Stored items from a collection
########

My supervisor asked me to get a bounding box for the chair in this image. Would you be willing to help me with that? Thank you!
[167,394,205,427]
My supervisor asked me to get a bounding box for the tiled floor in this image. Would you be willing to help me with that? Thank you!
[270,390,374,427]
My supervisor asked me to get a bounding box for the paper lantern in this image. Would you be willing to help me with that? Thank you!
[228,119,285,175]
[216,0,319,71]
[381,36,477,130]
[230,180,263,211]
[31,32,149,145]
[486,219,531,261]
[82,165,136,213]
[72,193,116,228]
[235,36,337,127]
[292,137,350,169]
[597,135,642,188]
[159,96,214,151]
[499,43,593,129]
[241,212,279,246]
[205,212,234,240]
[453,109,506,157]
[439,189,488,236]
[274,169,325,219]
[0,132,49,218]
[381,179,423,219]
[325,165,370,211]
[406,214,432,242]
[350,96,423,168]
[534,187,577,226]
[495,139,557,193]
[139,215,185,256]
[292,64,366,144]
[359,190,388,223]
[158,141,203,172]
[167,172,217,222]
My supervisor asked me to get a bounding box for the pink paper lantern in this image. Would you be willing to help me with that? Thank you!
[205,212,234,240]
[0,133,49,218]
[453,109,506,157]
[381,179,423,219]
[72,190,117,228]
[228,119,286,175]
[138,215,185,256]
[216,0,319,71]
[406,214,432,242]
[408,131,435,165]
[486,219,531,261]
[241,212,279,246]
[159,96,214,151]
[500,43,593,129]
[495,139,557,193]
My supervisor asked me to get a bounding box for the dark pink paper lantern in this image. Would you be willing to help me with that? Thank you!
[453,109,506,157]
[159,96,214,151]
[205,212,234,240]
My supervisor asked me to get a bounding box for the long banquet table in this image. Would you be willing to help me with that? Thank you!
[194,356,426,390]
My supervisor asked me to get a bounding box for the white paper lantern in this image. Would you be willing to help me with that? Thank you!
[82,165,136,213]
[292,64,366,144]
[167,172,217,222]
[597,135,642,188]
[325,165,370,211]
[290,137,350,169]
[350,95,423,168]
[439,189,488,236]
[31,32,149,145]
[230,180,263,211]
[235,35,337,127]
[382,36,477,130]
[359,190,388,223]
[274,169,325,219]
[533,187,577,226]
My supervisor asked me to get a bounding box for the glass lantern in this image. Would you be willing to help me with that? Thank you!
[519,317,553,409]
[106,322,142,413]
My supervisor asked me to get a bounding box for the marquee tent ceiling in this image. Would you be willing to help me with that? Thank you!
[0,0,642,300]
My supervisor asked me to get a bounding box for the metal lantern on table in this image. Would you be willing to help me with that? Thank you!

########

AIM:
Transcribe all of the entries above word for word, keeping every line unchanged and in the same order.

TASK RESULT:
My supervisor asked me to get a bounding box for the chair in this image. Would you be willing to help me with that? Thank you!
[167,394,205,427]
My supervisor asked me to get a bounding box for the tiled floor in this image. Would you be willing to help me with that? Thank you!
[270,390,374,427]
My supervisor asked me to get a bounding box for the paper lantern in this image. Would you be willing to help me with that? Thank you!
[228,119,285,175]
[216,0,319,71]
[381,36,477,130]
[230,180,263,211]
[31,32,149,145]
[486,219,531,261]
[82,165,136,213]
[72,193,116,228]
[235,36,337,127]
[292,137,350,169]
[597,135,642,188]
[159,96,214,151]
[499,43,593,129]
[241,212,279,246]
[205,212,234,240]
[453,109,506,157]
[439,189,488,236]
[274,169,325,219]
[0,132,49,218]
[381,179,423,219]
[325,165,370,211]
[406,214,432,242]
[350,96,423,168]
[534,187,577,226]
[495,139,557,193]
[139,215,185,256]
[292,64,366,144]
[359,190,388,223]
[158,141,203,172]
[167,172,217,222]
My supervisor asked me to get a bounding box for the pink paper lantern in this image. Would you be willing to help me with that? Thank you!
[205,212,234,240]
[0,133,49,218]
[453,109,506,157]
[381,179,423,219]
[72,190,117,228]
[228,119,286,175]
[138,215,185,256]
[216,0,319,71]
[406,214,432,242]
[408,131,435,165]
[486,219,531,261]
[241,212,279,246]
[159,96,214,151]
[500,43,593,129]
[495,139,557,193]
My supervisor asked me to get a bounding box for the dark pink paper lantern in this image. Would you be willing to help me with that? Thank you!
[453,109,506,157]
[159,96,214,151]
[205,212,234,240]
My supervisor asked me to get a bounding box for the long banquet table in this image. Would you be willing to help me with that? Thank you!
[194,356,426,390]
My supervisor asked me to get a bounding box for the white paper lantern in this image. Would you be willing to help me with that? Thank you!
[82,165,136,213]
[292,64,366,144]
[167,172,217,222]
[597,135,642,188]
[325,165,370,211]
[290,137,350,169]
[350,95,423,168]
[439,189,488,236]
[31,32,149,145]
[230,180,263,211]
[235,35,337,127]
[382,36,477,130]
[359,190,388,223]
[274,169,325,219]
[533,187,577,226]
My supervisor asked me to get a bounding box for the glass lantern in this image. Would you be willing to help me with that? Thank you!
[519,317,553,409]
[106,322,142,413]
My supervisor asked me to get a bounding box for the marquee tent ceiling in this image. Would you be willing to help me with that? Thank you!
[0,0,642,300]
My supervisor asked me to get a bounding box for the metal lantern on table in this image. Would you be willing to help me with that? Thank you!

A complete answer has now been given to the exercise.